# START OF READING PASSAGE

London - Kevin Pietersen has accused the England and Wales Cricket Board (ECB) on Tuesday of deliberately undermining him and alleged that former England coach Andy Flower had a personal vendetta against him.

A day after his new autobiography was released to the press, former England batsman Pietersen continued his assault on the English cricket authorities in a series of media interviews.

The outspoken South Africa-born 34-year-old, whose book claims that there was a culture of "bullying" within the England team, told the Radio Times magazine the ECB used underhand tactics to tarnish his public image.

"The way the ECB works is it uses the media to get messages out there," said Pietersen, whose international career was effectively ended by the ECB in February after England's 5-0 Ashes whitewash in Australia.

"If the ECB could never get at me -- because they knew they couldn't really squash my personality -- they would leak story after story to try to get me through the media.

"But unfortunately, I've got incredibly thick skin, and it never worked."

# END OF READING PASSAGE
# START OF DATA LISTING

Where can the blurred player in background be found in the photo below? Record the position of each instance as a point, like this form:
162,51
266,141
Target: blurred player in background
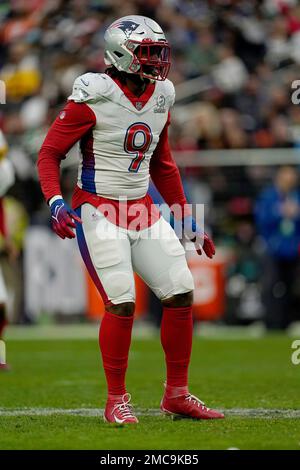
278,223
121,119
6,181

# END OF DATA LISTING

_DIRECTIONS FOR THIS TASK_
In the Pietersen article, which magazine did Pietersen tell that the ECB used underhand tactics to tarnish his public image? The listing comes from a different source than the Pietersen article.

_SOLUTION TO THIS EXERCISE_
He told the Radio Times magazine.